Man with metal measuring tape
David Condos
/
Kansas News Service
Brownie Wilson of the Kansas Geological Survey uses a metal measuring tape to determine the depth of the aquifer's water level in western Kansas. Statewide aquifer levels dropped by nearly two feet over the past year — this third-largest decline since the 1990s.

Water levels in the Ogallala Aquifer continue to plummet as farm irrigation swallows an average of more than 2 billion gallons of groundwater per day statewide. But after decades of mostly inaction from Kansas leaders, the state’s approach to water conservation might finally be starting to shift.

WALLACE COUNTY, Kansas — The Ogallala Aquifer has a visibility problem.

It’s easy to see when drought, farm irrigation and city taps drain the great reservoirs of the Southwest. Bathtub rings paint the red rock walls surrounding Lake Powell as it shrinks, sounding alarm bells loud and clear.

What about a body of water that’s locked away in a subterranean labyrinth of gravel and rock reaching more than 300 feet underground?

TASKS TO COMPLETE |
1. In the Ogallala Aquifer article, by how much did statewide aquifer levels drop over the past year?
2. From the Ogallala Aquifer article, reproduce everything from "WALLACE COUNTY, Kansas" down to "300 feet underground?".
3. Pick up the Ogallala Aquifer article after its final sentence and keep writing.

MATERIAL |
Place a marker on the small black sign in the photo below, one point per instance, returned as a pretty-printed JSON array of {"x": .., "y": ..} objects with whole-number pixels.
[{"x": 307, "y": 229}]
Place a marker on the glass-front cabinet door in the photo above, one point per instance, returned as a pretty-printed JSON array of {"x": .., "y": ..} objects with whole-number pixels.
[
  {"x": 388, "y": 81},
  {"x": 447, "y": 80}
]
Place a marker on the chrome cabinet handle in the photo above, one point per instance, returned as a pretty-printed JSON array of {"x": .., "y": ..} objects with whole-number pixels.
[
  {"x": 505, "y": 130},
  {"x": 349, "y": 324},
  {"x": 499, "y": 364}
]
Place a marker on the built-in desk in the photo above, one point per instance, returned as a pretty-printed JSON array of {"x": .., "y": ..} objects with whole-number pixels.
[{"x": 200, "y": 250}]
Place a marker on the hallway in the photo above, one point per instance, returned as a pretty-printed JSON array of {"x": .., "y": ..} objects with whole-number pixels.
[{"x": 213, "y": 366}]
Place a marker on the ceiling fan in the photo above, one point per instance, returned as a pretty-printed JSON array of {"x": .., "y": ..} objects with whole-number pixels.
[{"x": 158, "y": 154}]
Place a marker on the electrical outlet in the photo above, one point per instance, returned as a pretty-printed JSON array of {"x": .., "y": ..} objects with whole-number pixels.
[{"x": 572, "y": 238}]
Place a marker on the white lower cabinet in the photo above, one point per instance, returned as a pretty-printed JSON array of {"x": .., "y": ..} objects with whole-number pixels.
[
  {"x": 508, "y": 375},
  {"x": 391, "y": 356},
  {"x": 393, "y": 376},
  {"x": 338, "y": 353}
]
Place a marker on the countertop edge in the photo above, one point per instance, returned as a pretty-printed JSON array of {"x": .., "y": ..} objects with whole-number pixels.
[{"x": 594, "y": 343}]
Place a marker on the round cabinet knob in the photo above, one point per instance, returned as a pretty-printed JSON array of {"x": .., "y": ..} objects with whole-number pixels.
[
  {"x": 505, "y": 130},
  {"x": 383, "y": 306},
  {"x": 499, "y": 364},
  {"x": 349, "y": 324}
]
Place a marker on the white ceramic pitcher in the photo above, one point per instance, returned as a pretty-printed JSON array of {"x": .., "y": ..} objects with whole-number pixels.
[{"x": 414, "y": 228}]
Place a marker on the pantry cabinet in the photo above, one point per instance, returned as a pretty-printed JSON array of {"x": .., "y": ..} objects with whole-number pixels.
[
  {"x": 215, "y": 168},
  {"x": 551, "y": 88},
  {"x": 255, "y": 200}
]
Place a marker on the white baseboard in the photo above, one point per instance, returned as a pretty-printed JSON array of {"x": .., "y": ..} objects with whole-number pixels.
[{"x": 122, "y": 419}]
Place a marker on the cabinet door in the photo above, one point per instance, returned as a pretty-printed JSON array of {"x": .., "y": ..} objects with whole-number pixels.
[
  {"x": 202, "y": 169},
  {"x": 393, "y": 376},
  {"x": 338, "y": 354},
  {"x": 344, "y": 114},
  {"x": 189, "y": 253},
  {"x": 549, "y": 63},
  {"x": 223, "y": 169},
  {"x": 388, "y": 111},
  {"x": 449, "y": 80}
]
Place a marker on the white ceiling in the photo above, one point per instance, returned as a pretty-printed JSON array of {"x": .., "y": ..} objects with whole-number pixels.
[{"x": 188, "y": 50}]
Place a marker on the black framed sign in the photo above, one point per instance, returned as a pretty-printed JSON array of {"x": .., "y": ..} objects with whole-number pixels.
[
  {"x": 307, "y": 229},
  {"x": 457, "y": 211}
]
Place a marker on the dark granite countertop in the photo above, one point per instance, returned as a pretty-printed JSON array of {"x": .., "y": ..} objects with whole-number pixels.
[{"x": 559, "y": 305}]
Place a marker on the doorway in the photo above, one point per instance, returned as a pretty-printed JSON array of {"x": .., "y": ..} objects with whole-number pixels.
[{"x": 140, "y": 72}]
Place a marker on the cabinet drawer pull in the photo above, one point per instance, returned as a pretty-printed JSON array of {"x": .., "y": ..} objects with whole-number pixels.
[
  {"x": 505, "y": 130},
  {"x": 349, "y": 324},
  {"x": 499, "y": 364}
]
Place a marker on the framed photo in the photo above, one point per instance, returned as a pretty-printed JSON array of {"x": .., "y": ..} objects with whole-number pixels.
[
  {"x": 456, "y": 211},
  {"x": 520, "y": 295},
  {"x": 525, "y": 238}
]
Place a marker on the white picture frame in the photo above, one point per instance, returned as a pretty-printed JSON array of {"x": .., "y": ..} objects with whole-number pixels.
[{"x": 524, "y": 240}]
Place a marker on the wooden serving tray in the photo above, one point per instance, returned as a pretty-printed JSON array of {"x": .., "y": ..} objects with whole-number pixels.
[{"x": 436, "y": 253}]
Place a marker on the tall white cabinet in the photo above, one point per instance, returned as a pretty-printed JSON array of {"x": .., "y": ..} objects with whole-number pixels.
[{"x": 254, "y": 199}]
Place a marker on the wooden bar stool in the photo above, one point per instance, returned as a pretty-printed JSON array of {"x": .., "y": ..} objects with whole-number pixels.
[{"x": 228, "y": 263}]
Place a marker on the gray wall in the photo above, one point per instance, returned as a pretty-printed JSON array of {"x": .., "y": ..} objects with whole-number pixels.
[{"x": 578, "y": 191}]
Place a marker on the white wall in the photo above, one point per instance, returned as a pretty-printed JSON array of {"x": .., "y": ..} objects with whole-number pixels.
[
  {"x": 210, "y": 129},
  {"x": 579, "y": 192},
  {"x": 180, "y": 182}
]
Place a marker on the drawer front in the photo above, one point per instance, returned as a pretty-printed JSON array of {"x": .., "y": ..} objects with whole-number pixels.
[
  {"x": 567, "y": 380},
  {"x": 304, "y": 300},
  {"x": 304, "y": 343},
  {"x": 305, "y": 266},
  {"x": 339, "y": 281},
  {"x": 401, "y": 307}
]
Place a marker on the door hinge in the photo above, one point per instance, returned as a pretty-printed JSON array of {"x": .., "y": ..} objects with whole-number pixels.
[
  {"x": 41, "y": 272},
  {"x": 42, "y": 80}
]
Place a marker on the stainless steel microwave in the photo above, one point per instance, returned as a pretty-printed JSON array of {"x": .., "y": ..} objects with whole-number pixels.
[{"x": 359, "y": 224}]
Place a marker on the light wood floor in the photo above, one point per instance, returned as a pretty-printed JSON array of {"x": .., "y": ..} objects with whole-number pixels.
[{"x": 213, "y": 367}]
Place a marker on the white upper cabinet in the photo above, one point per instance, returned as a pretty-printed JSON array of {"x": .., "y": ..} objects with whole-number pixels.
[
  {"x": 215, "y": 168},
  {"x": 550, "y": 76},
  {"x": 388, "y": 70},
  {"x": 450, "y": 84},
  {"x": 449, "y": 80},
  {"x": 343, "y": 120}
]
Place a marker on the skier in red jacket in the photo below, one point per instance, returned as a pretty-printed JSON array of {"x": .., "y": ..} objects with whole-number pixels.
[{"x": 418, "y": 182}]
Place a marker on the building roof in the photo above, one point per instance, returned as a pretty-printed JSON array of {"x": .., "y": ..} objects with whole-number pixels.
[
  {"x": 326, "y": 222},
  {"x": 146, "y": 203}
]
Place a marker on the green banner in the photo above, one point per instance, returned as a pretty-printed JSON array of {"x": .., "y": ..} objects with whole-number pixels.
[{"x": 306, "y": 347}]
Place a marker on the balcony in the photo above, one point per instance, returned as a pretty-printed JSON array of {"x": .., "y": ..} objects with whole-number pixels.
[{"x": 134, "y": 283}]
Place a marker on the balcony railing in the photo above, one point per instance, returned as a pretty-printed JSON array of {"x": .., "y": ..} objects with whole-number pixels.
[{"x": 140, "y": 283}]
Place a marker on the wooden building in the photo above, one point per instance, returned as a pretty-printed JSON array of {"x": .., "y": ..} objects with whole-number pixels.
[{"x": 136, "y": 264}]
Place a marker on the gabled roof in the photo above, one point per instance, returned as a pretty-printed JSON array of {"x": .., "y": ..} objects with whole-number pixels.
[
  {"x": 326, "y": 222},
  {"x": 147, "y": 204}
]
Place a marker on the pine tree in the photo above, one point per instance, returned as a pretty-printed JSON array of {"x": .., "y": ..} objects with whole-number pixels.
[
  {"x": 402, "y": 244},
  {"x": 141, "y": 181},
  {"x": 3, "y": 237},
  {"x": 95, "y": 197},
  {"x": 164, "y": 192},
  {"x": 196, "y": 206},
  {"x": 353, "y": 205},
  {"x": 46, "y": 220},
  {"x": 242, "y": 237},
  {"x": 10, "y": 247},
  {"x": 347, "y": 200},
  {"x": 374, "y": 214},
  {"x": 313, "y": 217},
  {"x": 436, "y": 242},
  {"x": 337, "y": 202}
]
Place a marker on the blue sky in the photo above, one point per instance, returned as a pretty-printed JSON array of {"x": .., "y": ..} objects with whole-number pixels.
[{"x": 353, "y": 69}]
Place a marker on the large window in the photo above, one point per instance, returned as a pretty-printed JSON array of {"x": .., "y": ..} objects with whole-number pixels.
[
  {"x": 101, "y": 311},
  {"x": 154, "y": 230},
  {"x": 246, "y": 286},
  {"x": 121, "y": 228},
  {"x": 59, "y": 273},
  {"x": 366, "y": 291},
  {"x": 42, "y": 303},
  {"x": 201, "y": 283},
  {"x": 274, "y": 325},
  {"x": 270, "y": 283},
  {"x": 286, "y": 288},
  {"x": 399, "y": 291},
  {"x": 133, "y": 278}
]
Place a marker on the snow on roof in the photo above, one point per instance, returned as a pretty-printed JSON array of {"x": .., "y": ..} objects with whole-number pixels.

RESULTS FOR THE EXERCISE |
1. By nearly two feet.

2.
WALLACE COUNTY, Kansas — The Ogallala Aquifer has a visibility problem.

It’s easy to see when drought, farm irrigation and city taps drain the great reservoirs of the Southwest. Bathtub rings paint the red rock walls surrounding Lake Powell as it shrinks, sounding alarm bells loud and clear.

What about a body of water that’s locked away in a subterranean labyrinth of gravel and rock reaching more than 300 feet underground?

3.
The Ogallala may hold as much water as Lake Huron, but we can’t see it. And, problematically, that means we can’t see it disappear.

That hasn’t stopped people like Brownie Wilson from trying to bring the aquifer’s decline into focus. He’s one of the Kansas Geological Survey crew members who fan out across western and central Kansas every year to check hundreds of water wells that tap into the Ogallala.

In Wallace County along the Colorado border, Wilson hikes into a crop field toting a giant spool of measuring tape like it’s a piece of carry-on luggage. He feeds the steel tape down a pipe where it snakes hundreds of feet until it strikes water.

Brownie Wilson of the Kansas Geological Survey measures a well that taps into the Ogallala Aquifer in far western Kansas.

This county has already lost more than 80% of the water in its corner of the aquifer — the highest percentage loss in the state. In some parts of Wallace County, aquifer levels fell seven feet in just the past year. That’s seven feet closer to running dry.

Statewide water levels fell by an average of nearly two feet this year — the third-largest decline since the 1990s — as extreme drought pushed farmers to irrigate crops more than usual.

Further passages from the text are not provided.